**Task directions:** The lines to reproduce run from the one containing "Could you check if any stone wall" through the end of the records below. Reproduce them exactly and add nothing.

(Phrase grounding data)
* * *

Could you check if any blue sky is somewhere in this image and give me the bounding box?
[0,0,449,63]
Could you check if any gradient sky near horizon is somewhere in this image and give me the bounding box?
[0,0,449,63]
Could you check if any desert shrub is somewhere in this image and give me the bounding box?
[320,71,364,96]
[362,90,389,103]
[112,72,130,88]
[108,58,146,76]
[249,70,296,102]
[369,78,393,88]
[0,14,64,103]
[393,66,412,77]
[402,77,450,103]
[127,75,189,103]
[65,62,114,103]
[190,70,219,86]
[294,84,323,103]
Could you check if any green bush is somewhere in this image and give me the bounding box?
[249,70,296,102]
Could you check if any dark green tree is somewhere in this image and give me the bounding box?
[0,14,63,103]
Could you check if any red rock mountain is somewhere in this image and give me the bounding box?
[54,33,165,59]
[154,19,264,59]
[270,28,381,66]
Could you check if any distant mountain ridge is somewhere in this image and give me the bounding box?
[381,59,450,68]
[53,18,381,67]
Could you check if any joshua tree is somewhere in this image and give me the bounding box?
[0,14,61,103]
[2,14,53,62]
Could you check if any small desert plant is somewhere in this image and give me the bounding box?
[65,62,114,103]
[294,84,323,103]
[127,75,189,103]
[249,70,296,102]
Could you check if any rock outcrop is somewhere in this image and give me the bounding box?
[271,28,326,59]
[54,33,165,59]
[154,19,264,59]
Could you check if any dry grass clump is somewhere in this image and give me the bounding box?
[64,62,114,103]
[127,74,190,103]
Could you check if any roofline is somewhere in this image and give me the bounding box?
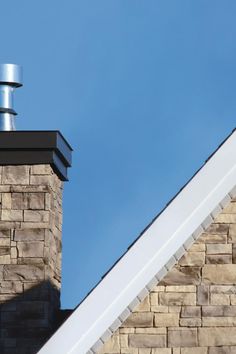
[39,129,236,354]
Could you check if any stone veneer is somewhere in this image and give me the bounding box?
[0,165,63,354]
[99,198,236,354]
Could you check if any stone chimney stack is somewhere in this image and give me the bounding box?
[0,131,72,354]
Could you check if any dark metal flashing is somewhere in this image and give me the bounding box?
[0,131,72,181]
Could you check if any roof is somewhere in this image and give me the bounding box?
[39,129,236,354]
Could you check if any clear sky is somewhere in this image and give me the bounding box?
[1,1,236,308]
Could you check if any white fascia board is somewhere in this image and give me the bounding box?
[38,130,236,354]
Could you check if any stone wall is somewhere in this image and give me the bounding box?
[99,198,236,354]
[0,165,63,354]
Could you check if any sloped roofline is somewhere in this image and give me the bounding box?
[39,129,236,354]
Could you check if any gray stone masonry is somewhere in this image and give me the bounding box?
[0,165,64,354]
[98,198,236,354]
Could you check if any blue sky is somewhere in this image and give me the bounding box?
[1,1,236,308]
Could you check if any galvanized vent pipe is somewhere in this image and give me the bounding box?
[0,64,23,131]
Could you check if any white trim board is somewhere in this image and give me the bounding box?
[38,129,236,354]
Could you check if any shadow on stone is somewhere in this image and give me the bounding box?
[0,280,73,354]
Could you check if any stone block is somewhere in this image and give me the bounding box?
[14,228,44,241]
[1,210,23,222]
[28,193,45,210]
[123,313,153,327]
[168,328,197,347]
[211,285,236,294]
[159,292,196,306]
[24,210,49,222]
[202,316,236,326]
[211,293,230,305]
[165,285,196,293]
[151,350,171,354]
[180,318,201,326]
[197,285,209,305]
[181,348,207,354]
[215,214,236,223]
[2,166,30,185]
[134,296,150,312]
[179,252,205,266]
[206,244,232,254]
[209,347,236,354]
[229,225,236,243]
[3,265,44,280]
[129,334,166,348]
[98,335,120,353]
[206,224,229,234]
[202,265,236,284]
[150,293,158,306]
[136,328,166,334]
[0,247,10,255]
[151,306,168,313]
[11,193,28,210]
[31,165,52,175]
[17,241,44,258]
[0,255,11,264]
[181,306,201,318]
[154,313,179,327]
[197,233,227,244]
[202,305,236,317]
[160,267,200,286]
[189,244,205,252]
[198,327,236,346]
[1,194,11,209]
[233,244,236,263]
[206,254,232,264]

* * *

**Result:**
Could you check if any stone wall is somewhere in this image and give me the bounding box?
[99,198,236,354]
[0,165,63,354]
Could you check if any sloped roofline is somewhere in this image and give me the bounding box?
[39,129,236,354]
Could you check if any gray stone masonry is somewhere in this image and give me the bounding box?
[0,165,64,354]
[98,198,236,354]
Could you check if any blue sky is somewhere in this image and give me the bounding box?
[1,1,236,308]
Could you check if any galvanized vent pipe is somewhere in this image and give me the bounding box?
[0,64,23,131]
Could you check if any white trim board is somewhere in this image and give me the bounding box?
[38,129,236,354]
Could you check if any shadow on stone is somewhere in this image and give me the bounding box?
[0,280,73,354]
Could you check if any stone block is somewhere in this image and give me the bounding box?
[14,228,44,241]
[1,210,23,222]
[28,193,45,210]
[123,313,153,327]
[168,328,197,347]
[211,285,236,294]
[159,292,196,306]
[24,210,49,222]
[202,316,236,326]
[211,293,230,305]
[165,285,196,293]
[151,350,171,354]
[180,318,201,326]
[197,285,209,305]
[181,348,207,354]
[215,214,236,223]
[2,166,30,185]
[134,296,150,312]
[179,252,205,266]
[206,244,232,254]
[209,347,236,354]
[229,225,236,243]
[3,265,44,280]
[129,334,166,348]
[98,335,120,353]
[206,224,229,234]
[202,265,236,284]
[150,293,158,306]
[136,328,166,334]
[0,247,10,255]
[151,306,168,313]
[11,193,28,210]
[31,165,52,175]
[17,241,44,258]
[0,255,11,264]
[181,306,201,318]
[154,313,179,327]
[197,233,227,244]
[202,305,236,317]
[160,267,200,286]
[189,244,205,252]
[198,327,236,346]
[1,194,11,209]
[233,244,236,263]
[206,254,232,264]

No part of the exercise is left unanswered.